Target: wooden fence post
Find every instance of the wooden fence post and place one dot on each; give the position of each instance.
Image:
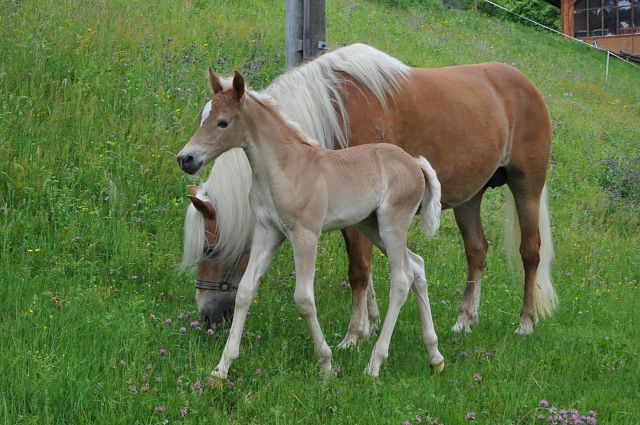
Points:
(306, 27)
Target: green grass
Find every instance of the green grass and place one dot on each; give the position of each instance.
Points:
(96, 99)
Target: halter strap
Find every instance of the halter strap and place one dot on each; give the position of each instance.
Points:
(225, 285)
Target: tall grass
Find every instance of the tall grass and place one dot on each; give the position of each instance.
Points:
(97, 97)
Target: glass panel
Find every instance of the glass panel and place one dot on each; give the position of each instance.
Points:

=== Activity ===
From the data above, output only the lines between the line containing "Target: halter strap" and the line containing "Target: glass panel", inclusive, exactly as written.

=== Result of the task ===
Target: halter strap
Find every instance of the halter strap and place one dot on each; give the position of each instance.
Points:
(225, 285)
Target: tall grass
Find every instance of the tall grass and place one dot on each; give the position of each instance.
Points:
(97, 97)
Target: glass panel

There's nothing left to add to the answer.